__WHAT YOU NEED TO DO__: Find each line in the records below that contains the word "brick", and copy those lines.

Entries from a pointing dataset
★ ★ ★ ★ ★ ★ ★

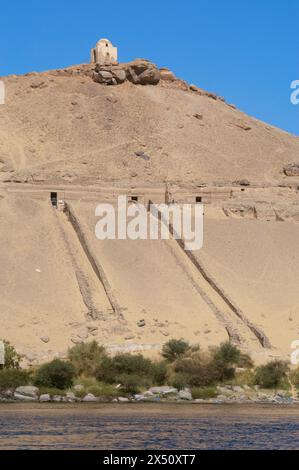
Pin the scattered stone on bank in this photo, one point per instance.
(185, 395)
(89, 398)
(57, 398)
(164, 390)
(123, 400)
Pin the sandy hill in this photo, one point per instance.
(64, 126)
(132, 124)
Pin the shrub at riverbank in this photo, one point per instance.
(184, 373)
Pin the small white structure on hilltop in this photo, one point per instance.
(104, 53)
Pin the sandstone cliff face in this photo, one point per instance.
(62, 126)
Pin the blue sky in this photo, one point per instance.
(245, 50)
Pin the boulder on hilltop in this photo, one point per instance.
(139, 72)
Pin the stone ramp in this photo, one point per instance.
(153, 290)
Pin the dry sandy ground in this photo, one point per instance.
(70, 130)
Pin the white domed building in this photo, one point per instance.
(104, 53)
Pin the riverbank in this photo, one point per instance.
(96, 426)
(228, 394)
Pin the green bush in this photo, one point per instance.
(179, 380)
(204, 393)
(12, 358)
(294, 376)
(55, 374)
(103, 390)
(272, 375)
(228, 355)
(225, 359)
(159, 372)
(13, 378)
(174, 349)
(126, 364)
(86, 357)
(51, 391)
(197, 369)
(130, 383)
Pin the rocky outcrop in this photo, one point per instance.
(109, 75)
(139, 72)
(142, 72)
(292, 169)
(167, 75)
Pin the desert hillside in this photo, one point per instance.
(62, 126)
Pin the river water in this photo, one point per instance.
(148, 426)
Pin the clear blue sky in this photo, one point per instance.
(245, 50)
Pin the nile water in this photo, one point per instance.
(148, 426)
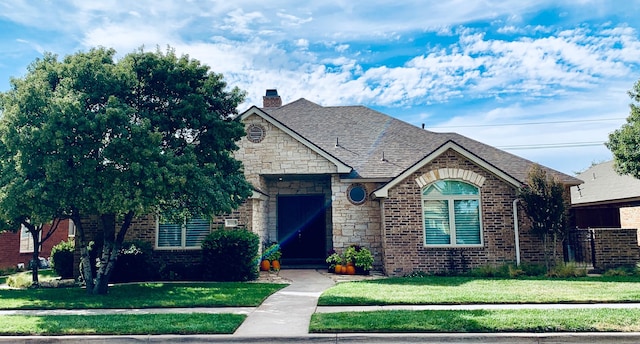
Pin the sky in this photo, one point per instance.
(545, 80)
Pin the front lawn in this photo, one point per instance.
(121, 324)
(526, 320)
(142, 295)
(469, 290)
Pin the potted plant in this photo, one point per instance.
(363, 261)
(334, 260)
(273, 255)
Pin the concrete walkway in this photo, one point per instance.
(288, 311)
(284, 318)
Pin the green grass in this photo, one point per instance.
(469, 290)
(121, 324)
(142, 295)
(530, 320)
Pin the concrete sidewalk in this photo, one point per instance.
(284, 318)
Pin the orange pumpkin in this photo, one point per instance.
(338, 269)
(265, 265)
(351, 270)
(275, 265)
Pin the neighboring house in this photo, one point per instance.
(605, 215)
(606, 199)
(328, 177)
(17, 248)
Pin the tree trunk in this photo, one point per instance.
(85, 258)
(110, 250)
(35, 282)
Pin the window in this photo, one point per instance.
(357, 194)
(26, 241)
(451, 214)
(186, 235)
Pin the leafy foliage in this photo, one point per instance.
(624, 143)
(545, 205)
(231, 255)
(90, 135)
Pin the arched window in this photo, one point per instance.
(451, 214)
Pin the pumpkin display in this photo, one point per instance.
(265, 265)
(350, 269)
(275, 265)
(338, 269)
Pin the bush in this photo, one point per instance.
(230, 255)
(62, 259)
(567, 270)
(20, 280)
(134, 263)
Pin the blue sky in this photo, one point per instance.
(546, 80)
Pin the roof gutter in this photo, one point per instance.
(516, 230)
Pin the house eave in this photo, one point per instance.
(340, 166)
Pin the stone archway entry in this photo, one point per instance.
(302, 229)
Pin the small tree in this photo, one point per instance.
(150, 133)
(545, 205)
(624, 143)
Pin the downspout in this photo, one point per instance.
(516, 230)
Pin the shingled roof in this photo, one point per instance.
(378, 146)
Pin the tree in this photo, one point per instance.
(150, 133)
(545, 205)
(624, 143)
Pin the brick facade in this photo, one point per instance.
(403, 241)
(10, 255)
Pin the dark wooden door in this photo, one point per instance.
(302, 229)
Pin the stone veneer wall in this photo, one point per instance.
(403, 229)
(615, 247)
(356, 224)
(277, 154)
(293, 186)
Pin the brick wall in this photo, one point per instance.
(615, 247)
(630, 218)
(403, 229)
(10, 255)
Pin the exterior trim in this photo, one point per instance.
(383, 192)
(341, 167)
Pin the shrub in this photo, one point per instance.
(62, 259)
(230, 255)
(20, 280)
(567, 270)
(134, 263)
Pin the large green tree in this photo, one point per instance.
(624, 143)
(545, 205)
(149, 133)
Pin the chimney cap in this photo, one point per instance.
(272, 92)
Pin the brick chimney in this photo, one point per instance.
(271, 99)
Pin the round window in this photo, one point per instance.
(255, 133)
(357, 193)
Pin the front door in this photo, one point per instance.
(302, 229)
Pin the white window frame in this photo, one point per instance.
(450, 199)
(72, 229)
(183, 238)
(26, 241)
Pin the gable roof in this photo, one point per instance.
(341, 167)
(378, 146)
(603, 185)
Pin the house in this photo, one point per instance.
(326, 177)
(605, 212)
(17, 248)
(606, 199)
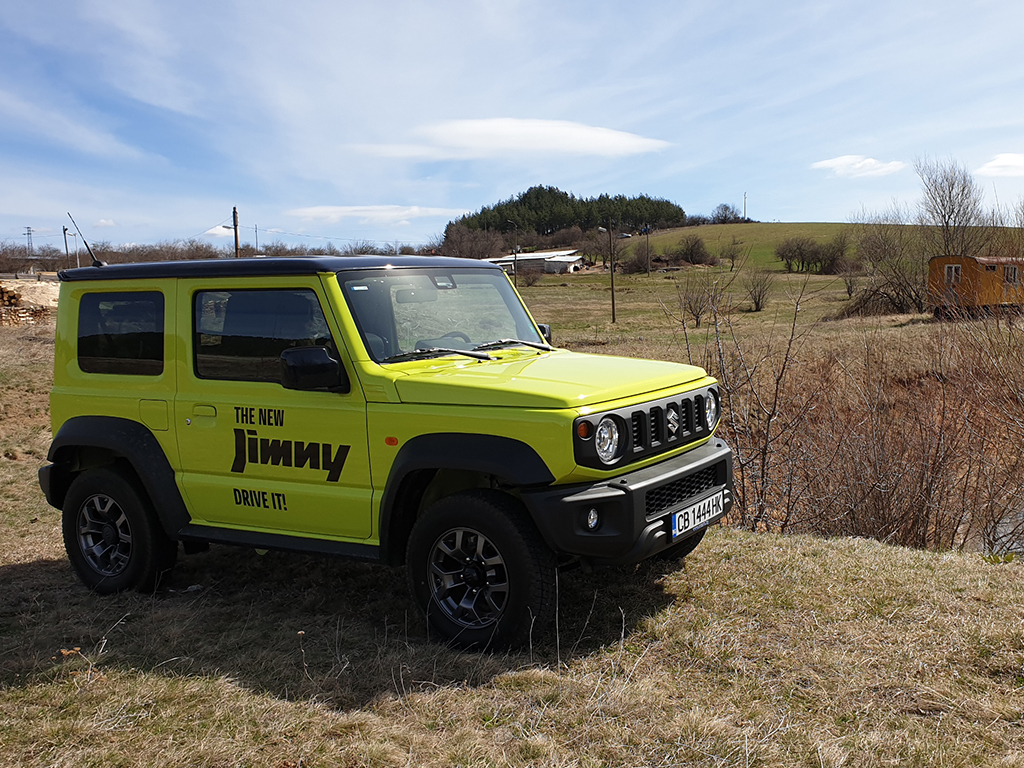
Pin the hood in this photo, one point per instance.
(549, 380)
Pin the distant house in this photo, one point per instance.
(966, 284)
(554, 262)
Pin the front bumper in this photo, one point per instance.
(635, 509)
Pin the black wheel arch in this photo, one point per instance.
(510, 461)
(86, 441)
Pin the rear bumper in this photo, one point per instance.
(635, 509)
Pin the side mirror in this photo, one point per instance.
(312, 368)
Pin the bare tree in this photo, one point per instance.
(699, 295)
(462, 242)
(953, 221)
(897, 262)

★ ★ ★ ★ ★ ★ ★

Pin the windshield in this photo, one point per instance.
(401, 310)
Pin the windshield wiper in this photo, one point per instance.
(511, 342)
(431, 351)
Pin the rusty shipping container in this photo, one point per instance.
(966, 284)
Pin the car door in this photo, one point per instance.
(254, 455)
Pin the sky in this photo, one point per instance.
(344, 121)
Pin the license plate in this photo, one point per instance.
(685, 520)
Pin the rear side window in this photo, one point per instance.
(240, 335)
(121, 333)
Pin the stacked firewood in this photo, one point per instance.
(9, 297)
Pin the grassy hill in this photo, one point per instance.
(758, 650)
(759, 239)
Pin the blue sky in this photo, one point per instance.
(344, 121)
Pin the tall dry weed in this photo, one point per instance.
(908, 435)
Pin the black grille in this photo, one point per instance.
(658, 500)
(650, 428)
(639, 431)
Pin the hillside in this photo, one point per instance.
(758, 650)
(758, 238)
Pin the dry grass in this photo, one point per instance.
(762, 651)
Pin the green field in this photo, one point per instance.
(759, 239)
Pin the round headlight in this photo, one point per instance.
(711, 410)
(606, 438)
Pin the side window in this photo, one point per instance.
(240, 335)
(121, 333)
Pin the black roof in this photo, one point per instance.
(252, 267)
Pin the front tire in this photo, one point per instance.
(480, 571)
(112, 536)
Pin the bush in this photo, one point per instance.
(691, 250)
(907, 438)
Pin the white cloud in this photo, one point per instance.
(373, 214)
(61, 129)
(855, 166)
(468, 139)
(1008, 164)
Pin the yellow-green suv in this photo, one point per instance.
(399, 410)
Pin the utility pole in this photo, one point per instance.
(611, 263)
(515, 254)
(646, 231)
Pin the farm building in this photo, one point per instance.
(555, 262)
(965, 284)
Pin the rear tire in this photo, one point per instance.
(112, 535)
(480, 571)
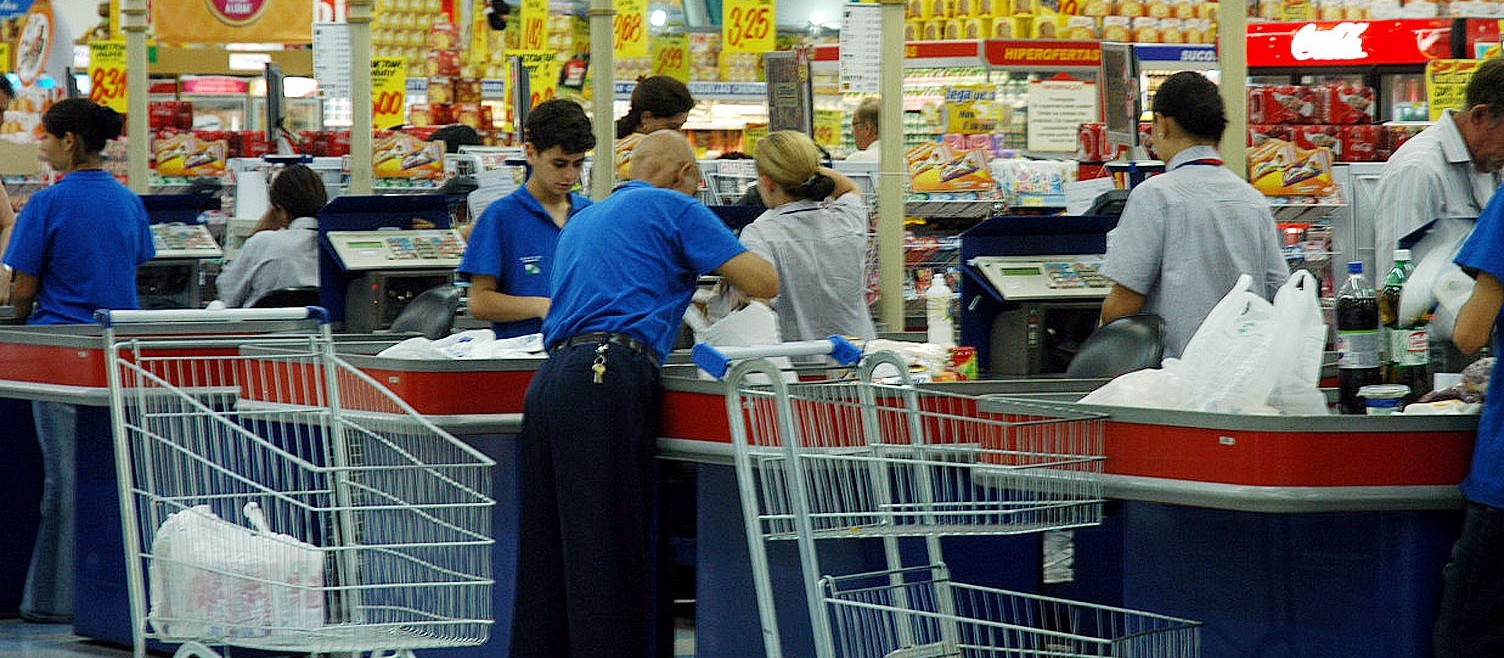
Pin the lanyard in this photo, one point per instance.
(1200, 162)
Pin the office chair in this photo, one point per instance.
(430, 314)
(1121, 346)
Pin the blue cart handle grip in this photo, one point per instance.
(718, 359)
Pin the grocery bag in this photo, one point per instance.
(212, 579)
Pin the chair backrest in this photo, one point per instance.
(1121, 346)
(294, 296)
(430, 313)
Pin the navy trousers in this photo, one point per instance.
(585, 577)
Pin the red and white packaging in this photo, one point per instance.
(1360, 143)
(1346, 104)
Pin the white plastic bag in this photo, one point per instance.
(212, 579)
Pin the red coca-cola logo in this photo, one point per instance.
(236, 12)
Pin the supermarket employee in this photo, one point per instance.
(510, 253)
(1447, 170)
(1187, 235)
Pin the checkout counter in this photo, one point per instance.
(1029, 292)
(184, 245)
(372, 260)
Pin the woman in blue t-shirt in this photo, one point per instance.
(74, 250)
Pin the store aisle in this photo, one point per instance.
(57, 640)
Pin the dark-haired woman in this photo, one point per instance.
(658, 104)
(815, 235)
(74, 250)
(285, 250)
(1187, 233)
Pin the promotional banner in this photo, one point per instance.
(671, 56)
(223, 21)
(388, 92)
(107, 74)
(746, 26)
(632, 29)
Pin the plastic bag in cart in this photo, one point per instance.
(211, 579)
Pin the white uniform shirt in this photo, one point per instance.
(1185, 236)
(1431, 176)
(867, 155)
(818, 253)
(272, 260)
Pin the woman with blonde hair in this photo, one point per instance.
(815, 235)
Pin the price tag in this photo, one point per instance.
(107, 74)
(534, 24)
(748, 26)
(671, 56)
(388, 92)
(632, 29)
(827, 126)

★ ★ ★ ★ ★ ★ ★

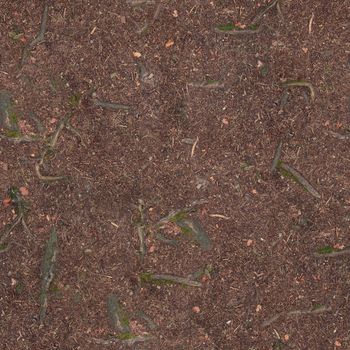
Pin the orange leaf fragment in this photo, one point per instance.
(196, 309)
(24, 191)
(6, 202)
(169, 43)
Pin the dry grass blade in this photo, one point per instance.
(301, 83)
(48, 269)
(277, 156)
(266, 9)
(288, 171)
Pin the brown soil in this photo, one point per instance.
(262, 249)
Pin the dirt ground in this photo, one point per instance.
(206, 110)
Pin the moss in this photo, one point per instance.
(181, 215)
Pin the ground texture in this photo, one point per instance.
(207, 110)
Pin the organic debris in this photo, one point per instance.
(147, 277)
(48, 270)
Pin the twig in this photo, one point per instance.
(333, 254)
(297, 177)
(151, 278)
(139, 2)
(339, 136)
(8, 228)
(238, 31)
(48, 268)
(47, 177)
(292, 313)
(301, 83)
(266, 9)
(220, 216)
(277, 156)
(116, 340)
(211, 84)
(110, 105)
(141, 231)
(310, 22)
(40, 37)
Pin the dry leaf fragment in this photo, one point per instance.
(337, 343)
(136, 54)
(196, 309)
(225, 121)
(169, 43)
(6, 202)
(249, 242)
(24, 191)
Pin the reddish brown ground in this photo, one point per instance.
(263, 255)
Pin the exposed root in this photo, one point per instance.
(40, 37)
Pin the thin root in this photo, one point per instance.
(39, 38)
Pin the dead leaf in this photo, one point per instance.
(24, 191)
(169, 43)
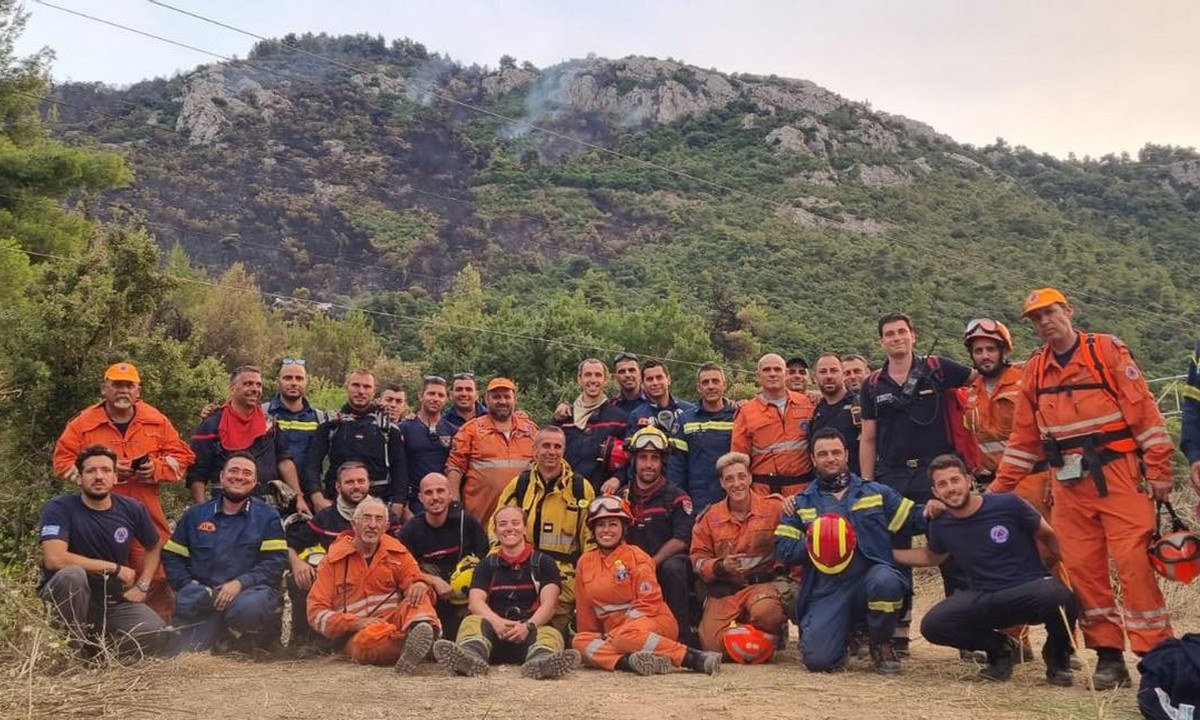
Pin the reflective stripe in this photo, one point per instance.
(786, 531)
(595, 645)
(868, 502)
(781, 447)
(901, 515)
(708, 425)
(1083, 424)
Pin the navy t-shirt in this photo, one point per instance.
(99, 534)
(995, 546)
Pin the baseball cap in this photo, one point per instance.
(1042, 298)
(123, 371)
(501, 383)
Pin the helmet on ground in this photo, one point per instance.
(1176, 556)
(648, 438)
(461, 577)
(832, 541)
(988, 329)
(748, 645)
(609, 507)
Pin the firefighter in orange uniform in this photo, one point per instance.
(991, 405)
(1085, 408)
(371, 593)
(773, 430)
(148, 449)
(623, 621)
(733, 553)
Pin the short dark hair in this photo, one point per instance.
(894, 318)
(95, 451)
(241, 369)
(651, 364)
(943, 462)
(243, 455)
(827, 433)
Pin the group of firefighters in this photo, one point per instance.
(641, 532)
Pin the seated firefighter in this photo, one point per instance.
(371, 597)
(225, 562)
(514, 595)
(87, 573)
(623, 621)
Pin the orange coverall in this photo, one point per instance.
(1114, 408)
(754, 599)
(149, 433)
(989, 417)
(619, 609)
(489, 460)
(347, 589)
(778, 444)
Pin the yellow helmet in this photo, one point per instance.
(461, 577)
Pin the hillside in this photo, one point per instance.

★ ★ ★ ★ ★ ★ ★

__THE SOLUTION__:
Pin the brick facade in this photo, one point per instance.
Pin the brick wall in this photo, one point per instance.
Pin the brick chimney in this photo, one point per instance.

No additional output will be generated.